DATA SECTION –
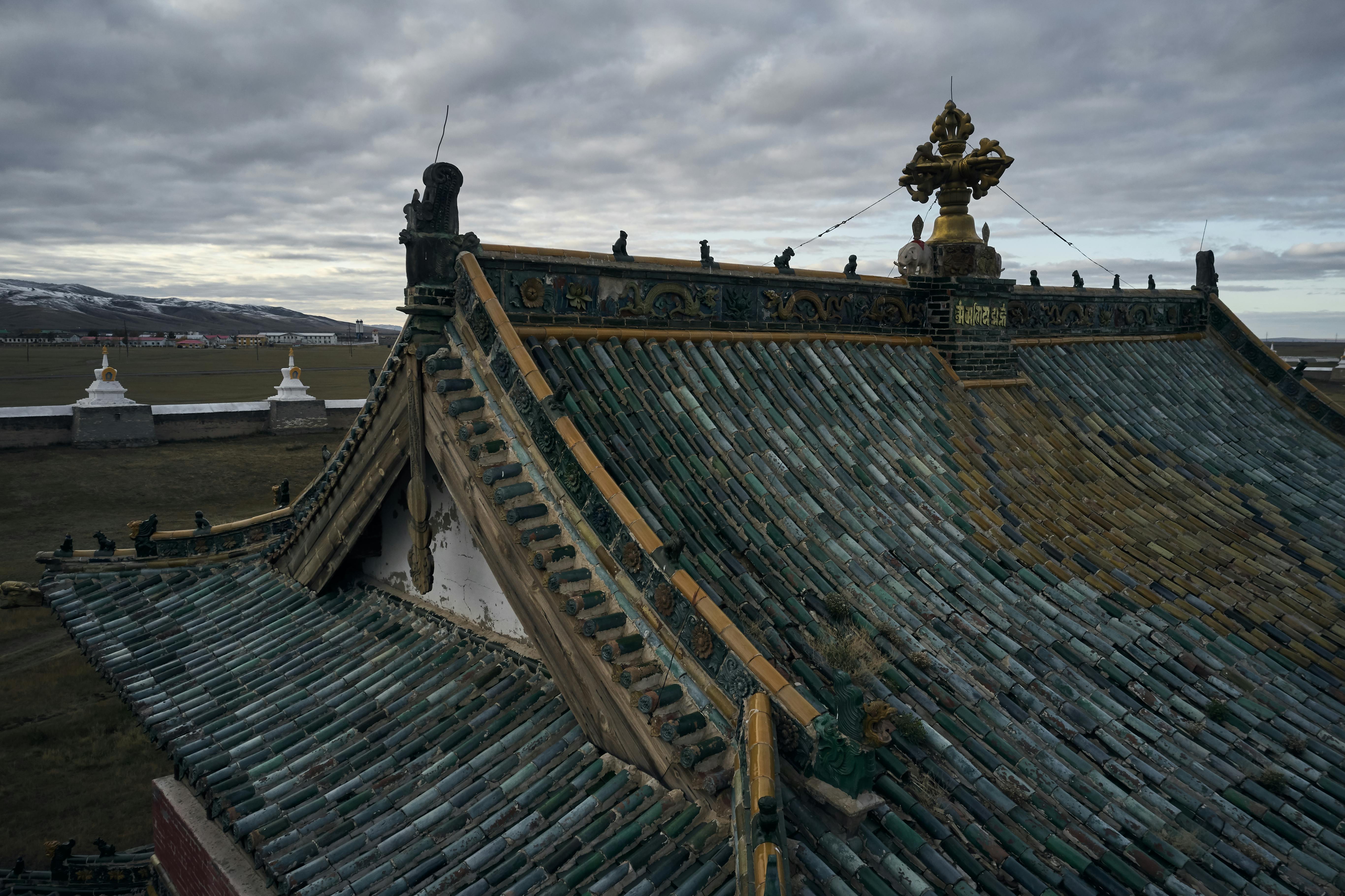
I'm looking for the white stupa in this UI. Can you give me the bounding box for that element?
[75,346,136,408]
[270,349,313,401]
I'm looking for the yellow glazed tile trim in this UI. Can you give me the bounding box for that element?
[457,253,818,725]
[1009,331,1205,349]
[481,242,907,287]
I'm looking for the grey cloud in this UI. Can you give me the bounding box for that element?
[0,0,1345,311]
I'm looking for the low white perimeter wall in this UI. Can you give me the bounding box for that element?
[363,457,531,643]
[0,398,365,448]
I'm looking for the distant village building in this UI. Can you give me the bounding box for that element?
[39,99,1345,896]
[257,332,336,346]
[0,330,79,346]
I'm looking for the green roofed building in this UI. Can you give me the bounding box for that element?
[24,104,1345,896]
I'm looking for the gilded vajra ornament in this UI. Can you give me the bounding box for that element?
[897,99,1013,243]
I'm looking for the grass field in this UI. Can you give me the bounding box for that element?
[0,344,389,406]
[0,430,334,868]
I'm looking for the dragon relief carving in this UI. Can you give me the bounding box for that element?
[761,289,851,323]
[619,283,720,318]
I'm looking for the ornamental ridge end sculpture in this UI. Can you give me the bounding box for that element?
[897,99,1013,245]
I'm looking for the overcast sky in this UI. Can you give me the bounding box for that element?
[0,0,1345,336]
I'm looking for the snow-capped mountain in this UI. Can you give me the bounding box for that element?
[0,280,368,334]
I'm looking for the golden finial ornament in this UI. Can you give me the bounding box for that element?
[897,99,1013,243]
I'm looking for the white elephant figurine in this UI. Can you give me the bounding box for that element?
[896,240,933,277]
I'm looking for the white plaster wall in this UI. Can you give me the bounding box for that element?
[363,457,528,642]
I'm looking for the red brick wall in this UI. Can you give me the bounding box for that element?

---

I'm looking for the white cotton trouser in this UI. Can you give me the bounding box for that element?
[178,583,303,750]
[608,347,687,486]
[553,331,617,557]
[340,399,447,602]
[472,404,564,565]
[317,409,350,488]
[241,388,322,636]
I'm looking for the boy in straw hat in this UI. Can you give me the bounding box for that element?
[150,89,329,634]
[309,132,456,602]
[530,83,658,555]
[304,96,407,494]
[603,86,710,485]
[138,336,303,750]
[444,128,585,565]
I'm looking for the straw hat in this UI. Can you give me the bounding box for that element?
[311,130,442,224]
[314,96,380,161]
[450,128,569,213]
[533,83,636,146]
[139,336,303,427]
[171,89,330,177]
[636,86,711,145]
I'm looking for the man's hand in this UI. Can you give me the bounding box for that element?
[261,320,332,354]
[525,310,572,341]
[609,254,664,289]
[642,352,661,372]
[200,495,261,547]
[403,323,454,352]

REQUIRED TASK –
Copy the records again from the line containing "I'm looking for the grey" through the line containing "[0,330,79,346]", both included, and shift every bounding box coordinate in the answers up by 103.

SOLUTION –
I'm looking for the grey cloud in this UI. Can you give me the bounding box for that element?
[103,103,1448,414]
I'm looking for the low white perimeter wall in this UI. Can you give me the bounding box for that element?
[466,560,634,746]
[103,501,468,551]
I'm looking for the distant village building in this UI. Can you give me the bounding box for that element?
[142,202,1448,999]
[360,435,439,449]
[103,433,182,449]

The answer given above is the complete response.